**DATASET RECORDS**
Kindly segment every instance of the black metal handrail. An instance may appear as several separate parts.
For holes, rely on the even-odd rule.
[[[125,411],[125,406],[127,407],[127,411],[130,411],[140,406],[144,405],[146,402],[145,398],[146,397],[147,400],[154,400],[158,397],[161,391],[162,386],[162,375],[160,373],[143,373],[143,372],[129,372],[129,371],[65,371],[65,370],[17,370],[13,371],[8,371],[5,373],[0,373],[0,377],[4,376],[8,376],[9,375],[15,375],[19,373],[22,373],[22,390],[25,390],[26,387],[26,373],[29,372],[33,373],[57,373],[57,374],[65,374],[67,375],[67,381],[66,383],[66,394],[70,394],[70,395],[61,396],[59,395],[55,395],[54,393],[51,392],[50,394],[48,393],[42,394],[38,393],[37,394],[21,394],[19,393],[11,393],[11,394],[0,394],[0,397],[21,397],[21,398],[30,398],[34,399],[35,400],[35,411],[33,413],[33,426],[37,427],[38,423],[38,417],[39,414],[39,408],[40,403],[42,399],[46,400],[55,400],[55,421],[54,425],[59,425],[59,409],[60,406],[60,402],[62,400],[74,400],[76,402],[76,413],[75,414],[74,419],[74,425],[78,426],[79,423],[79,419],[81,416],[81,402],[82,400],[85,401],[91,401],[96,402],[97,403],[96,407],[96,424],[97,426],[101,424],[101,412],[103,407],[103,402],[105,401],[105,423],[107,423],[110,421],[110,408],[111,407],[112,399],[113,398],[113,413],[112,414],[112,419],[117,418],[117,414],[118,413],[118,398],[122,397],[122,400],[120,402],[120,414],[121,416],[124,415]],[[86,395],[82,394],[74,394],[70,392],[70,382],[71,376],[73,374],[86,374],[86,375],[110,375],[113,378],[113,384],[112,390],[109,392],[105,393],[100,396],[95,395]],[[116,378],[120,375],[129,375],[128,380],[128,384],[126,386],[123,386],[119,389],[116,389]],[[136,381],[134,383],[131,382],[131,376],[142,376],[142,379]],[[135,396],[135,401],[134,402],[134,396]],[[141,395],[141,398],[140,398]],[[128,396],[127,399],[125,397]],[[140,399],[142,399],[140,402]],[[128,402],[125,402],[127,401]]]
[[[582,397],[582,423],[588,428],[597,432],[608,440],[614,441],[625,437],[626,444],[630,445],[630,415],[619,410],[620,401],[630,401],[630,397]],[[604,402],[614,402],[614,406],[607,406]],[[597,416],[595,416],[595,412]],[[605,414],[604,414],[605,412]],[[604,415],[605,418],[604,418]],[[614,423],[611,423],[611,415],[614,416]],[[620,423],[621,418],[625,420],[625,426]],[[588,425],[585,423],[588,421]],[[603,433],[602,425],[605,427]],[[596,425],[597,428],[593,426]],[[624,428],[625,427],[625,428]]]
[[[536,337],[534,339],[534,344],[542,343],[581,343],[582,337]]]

**WHAT THE EXERCISE ASKS**
Can you edit the rows above so that "black metal handrail" becomes "dark iron railing", with everything else left unchanged?

**SOLUTION TO THIS EXERCISE**
Kindly segment every instance of the dark iron railing. An instance may appear as several separate parts.
For holes, rely on the even-odd rule.
[[[125,411],[125,406],[127,407],[127,411],[130,411],[140,406],[144,405],[146,402],[145,398],[146,397],[147,400],[154,400],[158,397],[161,391],[162,386],[162,375],[160,373],[143,373],[143,372],[129,372],[129,371],[65,371],[65,370],[17,370],[13,371],[8,371],[5,373],[0,373],[0,377],[4,376],[8,376],[9,375],[15,375],[19,373],[22,373],[22,390],[25,390],[26,387],[26,373],[29,372],[33,373],[57,373],[57,374],[65,374],[67,375],[67,381],[66,383],[66,394],[70,394],[70,395],[61,396],[59,395],[55,395],[54,393],[51,392],[50,394],[48,393],[42,394],[38,393],[37,394],[21,394],[19,393],[11,393],[11,394],[0,394],[0,397],[21,397],[21,398],[30,398],[34,399],[35,400],[35,411],[33,413],[33,426],[37,427],[38,423],[38,417],[39,414],[39,408],[40,403],[42,399],[46,400],[55,400],[55,421],[54,425],[59,425],[59,409],[60,406],[60,402],[62,400],[74,400],[76,402],[76,413],[75,414],[74,419],[74,425],[78,426],[79,423],[79,419],[81,416],[81,402],[82,400],[85,401],[91,401],[96,402],[97,403],[96,407],[96,424],[97,426],[101,424],[101,412],[103,407],[103,402],[105,401],[105,423],[107,423],[110,421],[110,408],[111,407],[112,399],[113,398],[113,413],[112,414],[112,419],[117,418],[117,414],[118,413],[118,398],[122,397],[122,400],[120,402],[120,414],[121,416],[124,415]],[[86,395],[82,394],[74,394],[70,392],[70,382],[71,376],[73,374],[86,374],[86,375],[110,375],[113,378],[113,384],[112,390],[109,392],[105,393],[100,396],[95,395]],[[116,378],[120,375],[129,375],[128,380],[128,384],[126,386],[123,386],[119,389],[116,389]],[[136,381],[134,383],[131,382],[131,376],[142,376],[142,379]],[[135,396],[135,401],[134,402],[134,396]],[[141,395],[141,398],[140,398]],[[128,396],[127,399],[125,397]],[[140,399],[142,399],[140,402]],[[128,402],[125,402],[127,401]]]
[[[582,397],[582,423],[588,428],[597,432],[608,440],[614,441],[625,437],[626,444],[630,445],[630,415],[619,410],[620,401],[630,401],[630,397]],[[604,402],[614,402],[614,406],[607,406]],[[597,416],[595,416],[595,412]],[[605,414],[604,414],[605,412]],[[604,415],[605,418],[604,418]],[[614,423],[611,423],[611,415],[614,416]],[[620,423],[621,418],[625,420],[625,426]],[[588,425],[585,423],[588,421]],[[603,433],[602,425],[605,427]],[[596,425],[597,428],[593,426]],[[624,428],[625,427],[625,428]]]
[[[536,337],[534,339],[534,344],[542,343],[581,343],[582,337]]]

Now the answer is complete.